* _TASK SET_:
#1 Using the call transcript, answer:
(a) What share of total fees did international represent in the quarter?
(b) How many months of international performance were included in the quarter?
(c) Roughly what portion of fees comes from select and extended stay?
#2 Update the call transcript passage that opens with "But remember, international" and closes with "of the total.", replacing "two months" with "three months".

* _READING TEXT_:

That we're not seeing significant price sensitivity.
We are seeing that some of those suburban numbers are driven by the southeast and south central and the Katrina effect.
We see some of it as -- even in some suburban markets as driven by sort of compression, if you will, in those markets.
And so, at this point we're not prepared to sort of give you one single reason as the biggest cause for that, other than to note that it's the suburban markets where we were disappointed as the year began.
Unfortunately that's built over the quarter.
- Analyst
I know you said select service, I think, was 15% of your IMS, but, do you know what percentage that segment select service represents all percentages of your core lodging operating profits?
- EVP, CFO, President Continental European Lodging
I think select and extended stay is probably about 1/3, a little bit less, maybe 30% of our fees.
- SVP IR
International represented about 20% of total fees in the quarter.
But remember, international only contributed two months worth of performance in the quarter, so for the full year international would be a bit larger share of the total.
- Analyst
Okay.
And just one last question if I could.
On construction costs, I'm curious about any data points you guys are hearing, can you differentiate between, maybe, the construction costs per room excluding land, I guess, or where you see that today for full service and select service hotels, and maybe what change in construction costs you guys have observed out there?
- EVP, CFO, President Continental European Lodging
I'm going to take the opportunity to give you sort of a fuller answer than your question asked for and talk about supply just for a minute.
Real basic propositions here.
Supply starts are obviously driven by expectations for economic returns on individual hotel projects.
And those are driven by, again, really basically, the cost of land and the cost of construction as the investment.

* _Location annotation dataset excerpts_:
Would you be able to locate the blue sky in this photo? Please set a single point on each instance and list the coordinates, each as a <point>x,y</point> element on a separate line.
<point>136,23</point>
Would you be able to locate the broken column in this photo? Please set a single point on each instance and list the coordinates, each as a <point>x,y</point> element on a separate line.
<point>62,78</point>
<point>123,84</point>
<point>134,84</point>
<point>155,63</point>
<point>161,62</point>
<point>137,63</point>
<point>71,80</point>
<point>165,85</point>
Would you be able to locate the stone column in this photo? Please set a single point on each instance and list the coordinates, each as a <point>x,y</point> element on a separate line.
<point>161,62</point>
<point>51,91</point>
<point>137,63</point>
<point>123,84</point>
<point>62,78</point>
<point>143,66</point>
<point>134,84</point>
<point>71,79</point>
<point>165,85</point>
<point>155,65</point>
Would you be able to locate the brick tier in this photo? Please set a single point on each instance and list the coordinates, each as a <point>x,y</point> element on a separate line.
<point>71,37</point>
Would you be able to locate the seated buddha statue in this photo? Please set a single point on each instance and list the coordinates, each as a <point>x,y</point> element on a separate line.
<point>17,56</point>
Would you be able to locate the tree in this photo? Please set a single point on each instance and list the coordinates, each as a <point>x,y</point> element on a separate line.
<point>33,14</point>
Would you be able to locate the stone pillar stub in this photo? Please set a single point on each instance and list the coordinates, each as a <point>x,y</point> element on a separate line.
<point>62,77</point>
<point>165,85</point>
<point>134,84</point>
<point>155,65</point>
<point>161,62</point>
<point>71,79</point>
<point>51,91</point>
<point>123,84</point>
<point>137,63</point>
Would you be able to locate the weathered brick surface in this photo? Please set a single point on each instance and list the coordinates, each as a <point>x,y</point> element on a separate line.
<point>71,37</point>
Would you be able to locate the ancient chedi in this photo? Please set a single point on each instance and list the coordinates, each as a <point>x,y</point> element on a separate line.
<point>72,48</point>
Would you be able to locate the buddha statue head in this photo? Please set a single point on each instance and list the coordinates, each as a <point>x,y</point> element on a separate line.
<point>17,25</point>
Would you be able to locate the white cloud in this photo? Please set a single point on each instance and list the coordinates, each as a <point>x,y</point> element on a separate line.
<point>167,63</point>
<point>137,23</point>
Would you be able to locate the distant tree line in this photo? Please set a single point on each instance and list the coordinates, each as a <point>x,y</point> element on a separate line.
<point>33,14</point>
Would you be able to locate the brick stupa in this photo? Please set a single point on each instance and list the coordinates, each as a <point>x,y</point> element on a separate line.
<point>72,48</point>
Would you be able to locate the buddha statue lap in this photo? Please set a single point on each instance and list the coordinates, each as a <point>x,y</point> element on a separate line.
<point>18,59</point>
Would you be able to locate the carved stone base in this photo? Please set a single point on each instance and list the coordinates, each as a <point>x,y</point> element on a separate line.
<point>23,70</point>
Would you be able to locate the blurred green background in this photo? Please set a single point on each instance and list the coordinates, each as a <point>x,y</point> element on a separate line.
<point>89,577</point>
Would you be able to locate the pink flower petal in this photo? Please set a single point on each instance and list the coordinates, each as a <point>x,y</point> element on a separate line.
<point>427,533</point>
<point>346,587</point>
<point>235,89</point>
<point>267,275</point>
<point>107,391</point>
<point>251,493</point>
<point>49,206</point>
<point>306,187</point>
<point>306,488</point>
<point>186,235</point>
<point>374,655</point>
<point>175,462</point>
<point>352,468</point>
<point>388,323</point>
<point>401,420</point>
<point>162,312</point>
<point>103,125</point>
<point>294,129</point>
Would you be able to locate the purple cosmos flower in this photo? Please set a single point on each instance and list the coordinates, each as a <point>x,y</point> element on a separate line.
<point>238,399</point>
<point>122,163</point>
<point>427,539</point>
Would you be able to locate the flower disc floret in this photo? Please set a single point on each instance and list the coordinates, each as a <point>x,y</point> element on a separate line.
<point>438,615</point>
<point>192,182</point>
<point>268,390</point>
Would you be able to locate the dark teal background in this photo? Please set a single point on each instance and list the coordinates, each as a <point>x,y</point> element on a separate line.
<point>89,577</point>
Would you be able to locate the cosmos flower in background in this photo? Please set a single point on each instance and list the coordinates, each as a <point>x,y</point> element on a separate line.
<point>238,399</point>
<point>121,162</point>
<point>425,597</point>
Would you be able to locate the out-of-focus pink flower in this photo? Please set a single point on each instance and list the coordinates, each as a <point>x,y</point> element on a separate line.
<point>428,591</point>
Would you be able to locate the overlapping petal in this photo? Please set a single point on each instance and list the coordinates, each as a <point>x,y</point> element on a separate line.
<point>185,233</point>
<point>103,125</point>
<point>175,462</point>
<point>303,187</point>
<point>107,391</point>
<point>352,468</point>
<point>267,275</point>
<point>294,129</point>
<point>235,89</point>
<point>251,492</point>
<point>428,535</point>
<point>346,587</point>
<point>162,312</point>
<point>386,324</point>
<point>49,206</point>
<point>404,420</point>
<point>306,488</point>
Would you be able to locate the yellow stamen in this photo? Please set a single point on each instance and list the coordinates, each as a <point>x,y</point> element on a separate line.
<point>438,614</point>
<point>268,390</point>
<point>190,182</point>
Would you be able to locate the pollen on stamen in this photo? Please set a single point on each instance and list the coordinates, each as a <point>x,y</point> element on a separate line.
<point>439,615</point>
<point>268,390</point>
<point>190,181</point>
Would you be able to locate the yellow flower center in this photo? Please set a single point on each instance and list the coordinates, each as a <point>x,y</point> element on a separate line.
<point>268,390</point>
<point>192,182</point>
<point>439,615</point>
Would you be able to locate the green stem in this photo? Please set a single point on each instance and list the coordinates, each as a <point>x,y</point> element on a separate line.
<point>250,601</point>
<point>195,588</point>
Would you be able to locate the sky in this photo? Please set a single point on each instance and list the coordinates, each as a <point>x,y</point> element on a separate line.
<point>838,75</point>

* _RESULTS BY TASK_:
#1
(a) About 20%
(b) Two months
(c) About 1/3, a little less, maybe 30%

#2
But remember, international only contributed three months worth of performance in the quarter, so for the full year international would be a bit larger share of the total.